> WRITTEN PROBLEM A: According to the business plan page, how many sections does it say each link out to other e-book pages?
> WRITTEN PROBLEM B: Please copy the business plan page word for word, starting at "Click here if" and ending at "the steps below.".

> DOCUMENT TEXT:

Detailed Business Plan
A detailed business plan means ensuring you've covered everything,
and double-checked the hard data.
You may have come from our simplified website page on writing a
business plan proposal. What follows below is abstracted from our
ADVANCED GUIDE TO ECOMMERCE, and gives you an idea of the detailed
and practical nature of the e-book. Each of the twelve sections
links out to other e-book pages, and these to resource pages, each
again with dozens to hundreds of references.
Click here if you'd like to
learn more about our ebook, or here to
see how it could help you. Please note that other links
on this page won't work: it's just a demo page.
Planning the Business: Demo Page
There is no one correct way of writing a business plan, but an
ecommerce company will often need to go through most or all of
the steps below.
Step One: Check that Ecommerce
Will Work
Check that your business will convert
to the ecommerce environment.
Step Two: Research the Market Sector
Ecommerce is hard enough, without launching yourself into the
wrong market at the wrong time. Research
your market sector carefully, both current trading conditions
and future indications.
Step Three: Marketing Approaches
Your ecommerce site will usually be built around your marketing
approach. There are many that work on the Internet, and
many that do not. Even the successful have their pros and cons,
and their differing ranges of costs.
Step Four: Find the Appropriate
Business Model
You've probably already decided on the approach, but you may
want to see what's entailed in the usual categories:
1. selling physical goods
- corporate solutions
- shopping carts
- all-in hosting
2. selling content
- auctions
- portals
- ezines
- ebooks
- newsletters
- distance learning
3. selling for others
- selling advertising
- banner ads
- sponsorship
- affiliates
Step Five: Check Against the Failures
While there's always room for new ideas, some approaches have
been shown to fail. The reasons were
obvious with hindsight, but it's wise to check your plan doesn't
also include some of these nasty pitfalls.

> EXTRACTED DATA:

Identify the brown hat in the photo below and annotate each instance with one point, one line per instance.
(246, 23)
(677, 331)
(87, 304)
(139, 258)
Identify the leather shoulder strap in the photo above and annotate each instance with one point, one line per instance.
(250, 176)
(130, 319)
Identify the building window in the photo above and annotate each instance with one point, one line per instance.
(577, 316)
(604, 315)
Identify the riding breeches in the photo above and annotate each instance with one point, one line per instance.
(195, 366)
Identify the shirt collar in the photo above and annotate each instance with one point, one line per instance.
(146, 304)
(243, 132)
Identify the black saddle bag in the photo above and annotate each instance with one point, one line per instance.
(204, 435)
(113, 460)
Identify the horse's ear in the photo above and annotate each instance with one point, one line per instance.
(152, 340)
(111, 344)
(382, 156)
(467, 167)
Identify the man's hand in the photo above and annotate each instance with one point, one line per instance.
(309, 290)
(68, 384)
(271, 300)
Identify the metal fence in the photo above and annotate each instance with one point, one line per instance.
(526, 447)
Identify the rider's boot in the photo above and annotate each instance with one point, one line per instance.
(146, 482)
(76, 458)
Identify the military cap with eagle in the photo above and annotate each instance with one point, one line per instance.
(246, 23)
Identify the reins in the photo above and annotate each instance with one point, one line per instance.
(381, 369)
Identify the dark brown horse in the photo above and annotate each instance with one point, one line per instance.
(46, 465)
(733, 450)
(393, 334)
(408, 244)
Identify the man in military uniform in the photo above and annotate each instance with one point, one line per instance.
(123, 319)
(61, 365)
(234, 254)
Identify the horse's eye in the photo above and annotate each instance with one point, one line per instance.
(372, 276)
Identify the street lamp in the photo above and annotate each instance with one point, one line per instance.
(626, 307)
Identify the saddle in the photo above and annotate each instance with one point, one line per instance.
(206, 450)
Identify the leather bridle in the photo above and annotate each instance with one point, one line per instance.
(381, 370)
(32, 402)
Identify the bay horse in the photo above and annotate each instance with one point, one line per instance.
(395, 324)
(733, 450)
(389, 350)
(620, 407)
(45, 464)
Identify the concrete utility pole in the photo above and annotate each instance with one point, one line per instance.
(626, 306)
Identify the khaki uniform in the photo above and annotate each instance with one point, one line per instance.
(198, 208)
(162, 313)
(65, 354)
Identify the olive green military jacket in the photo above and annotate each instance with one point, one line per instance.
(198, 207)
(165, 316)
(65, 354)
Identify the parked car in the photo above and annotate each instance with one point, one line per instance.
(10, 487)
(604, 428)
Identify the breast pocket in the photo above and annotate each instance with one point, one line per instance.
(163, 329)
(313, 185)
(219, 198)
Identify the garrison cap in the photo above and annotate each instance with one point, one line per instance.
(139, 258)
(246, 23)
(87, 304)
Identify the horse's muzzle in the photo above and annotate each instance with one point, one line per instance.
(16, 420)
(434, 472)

> TASK RESPONSE A: Twelve.

> TASK RESPONSE B:
Click here if you'd like to
learn more about our ebook, or here to
see how it could help you. Please note that other links
on this page won't work: it's just a demo page.
Planning the Business: Demo Page
There is no one correct way of writing a business plan, but an
ecommerce company will often need to go through most or all of
the steps below.